Dataset entries
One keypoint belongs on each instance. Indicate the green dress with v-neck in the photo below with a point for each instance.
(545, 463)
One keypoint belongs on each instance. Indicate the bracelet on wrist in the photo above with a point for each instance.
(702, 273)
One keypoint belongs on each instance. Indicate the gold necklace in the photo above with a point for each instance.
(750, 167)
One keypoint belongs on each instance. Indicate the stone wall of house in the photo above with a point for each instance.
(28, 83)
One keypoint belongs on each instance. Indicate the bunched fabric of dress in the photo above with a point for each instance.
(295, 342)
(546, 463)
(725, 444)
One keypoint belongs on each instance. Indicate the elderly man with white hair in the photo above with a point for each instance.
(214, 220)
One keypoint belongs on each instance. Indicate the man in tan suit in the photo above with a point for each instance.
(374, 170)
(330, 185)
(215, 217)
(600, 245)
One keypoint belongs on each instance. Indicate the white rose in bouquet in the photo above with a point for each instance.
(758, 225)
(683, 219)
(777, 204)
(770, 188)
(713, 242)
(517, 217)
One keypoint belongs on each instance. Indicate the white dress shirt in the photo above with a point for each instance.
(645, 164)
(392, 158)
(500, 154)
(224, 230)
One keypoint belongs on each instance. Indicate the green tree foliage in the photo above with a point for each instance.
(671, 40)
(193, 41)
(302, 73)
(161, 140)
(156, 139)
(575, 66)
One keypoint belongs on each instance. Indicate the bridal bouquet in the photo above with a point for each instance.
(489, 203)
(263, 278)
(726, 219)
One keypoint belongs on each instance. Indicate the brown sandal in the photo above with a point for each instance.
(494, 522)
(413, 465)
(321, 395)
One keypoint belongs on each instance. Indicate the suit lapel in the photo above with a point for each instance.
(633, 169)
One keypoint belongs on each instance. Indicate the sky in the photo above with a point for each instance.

---

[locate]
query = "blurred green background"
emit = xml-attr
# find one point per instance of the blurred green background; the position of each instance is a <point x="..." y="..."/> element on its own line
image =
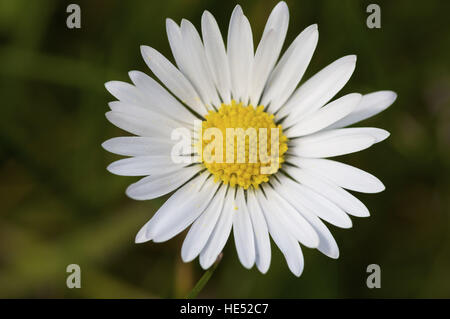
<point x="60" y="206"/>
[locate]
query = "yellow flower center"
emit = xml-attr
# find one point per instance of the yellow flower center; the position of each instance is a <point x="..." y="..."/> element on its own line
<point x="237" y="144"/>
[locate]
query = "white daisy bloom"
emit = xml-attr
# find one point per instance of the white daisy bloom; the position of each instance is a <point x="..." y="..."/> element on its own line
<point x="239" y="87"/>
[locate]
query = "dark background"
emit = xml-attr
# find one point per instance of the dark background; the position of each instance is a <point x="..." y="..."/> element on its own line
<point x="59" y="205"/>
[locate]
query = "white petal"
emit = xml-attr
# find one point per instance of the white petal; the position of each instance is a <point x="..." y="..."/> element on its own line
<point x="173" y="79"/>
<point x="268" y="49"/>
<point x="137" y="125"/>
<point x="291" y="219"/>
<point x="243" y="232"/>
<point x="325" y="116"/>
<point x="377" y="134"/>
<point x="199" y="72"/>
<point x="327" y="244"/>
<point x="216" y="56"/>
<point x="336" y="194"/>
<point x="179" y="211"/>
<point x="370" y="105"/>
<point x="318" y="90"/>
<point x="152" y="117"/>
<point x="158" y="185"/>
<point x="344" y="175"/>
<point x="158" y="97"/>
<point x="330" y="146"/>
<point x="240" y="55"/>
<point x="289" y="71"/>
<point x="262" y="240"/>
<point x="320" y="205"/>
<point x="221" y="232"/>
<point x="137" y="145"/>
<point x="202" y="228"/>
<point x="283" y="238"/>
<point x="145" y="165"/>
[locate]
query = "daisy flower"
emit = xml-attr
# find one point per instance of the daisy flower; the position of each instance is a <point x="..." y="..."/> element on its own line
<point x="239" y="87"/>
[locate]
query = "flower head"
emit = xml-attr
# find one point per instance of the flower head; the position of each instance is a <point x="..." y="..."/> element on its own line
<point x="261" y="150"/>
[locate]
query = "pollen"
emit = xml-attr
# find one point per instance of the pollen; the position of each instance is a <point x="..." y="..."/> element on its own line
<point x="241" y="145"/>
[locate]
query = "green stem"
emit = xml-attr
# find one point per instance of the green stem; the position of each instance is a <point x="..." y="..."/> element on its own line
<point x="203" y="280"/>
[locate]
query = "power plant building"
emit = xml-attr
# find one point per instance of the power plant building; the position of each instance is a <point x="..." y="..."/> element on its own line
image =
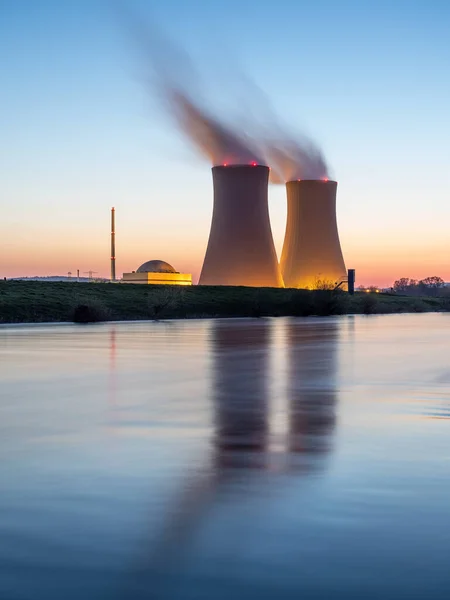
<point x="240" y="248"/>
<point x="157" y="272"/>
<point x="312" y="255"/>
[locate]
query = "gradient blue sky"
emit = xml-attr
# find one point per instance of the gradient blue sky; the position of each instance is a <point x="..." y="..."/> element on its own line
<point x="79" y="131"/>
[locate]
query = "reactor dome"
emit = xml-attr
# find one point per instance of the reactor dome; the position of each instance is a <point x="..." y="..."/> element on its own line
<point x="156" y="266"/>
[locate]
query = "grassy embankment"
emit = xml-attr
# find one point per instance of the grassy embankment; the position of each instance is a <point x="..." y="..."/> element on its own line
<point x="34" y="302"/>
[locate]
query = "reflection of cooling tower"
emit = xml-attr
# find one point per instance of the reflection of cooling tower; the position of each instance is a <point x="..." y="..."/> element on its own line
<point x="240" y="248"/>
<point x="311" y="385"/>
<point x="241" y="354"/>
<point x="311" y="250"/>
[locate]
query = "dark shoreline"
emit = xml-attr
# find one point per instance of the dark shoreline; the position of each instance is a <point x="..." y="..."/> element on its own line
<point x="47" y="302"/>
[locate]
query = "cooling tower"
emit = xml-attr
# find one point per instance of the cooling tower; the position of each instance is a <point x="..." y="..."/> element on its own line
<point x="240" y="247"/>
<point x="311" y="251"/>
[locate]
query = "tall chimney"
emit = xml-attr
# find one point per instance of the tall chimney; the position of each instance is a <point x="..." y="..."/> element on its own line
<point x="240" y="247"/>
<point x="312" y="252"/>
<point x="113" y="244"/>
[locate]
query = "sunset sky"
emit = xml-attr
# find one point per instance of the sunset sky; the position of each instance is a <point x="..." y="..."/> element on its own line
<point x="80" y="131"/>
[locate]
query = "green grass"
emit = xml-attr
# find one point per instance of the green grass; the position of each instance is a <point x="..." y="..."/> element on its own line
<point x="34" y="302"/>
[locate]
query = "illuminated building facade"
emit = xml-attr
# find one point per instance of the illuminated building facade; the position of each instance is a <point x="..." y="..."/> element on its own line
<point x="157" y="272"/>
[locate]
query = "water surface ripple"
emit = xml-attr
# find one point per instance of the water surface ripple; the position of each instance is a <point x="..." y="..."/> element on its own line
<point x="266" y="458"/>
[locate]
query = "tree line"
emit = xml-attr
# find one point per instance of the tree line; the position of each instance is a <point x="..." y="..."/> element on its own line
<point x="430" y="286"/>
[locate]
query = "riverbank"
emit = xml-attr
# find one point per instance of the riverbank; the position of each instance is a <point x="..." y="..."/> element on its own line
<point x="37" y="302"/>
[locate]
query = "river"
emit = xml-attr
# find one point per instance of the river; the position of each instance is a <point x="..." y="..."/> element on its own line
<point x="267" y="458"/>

# WHAT YOU HAVE TO DO
Within the records above, how many lines include the word "blurred"? State the number by itself.

# TASK RESULT
2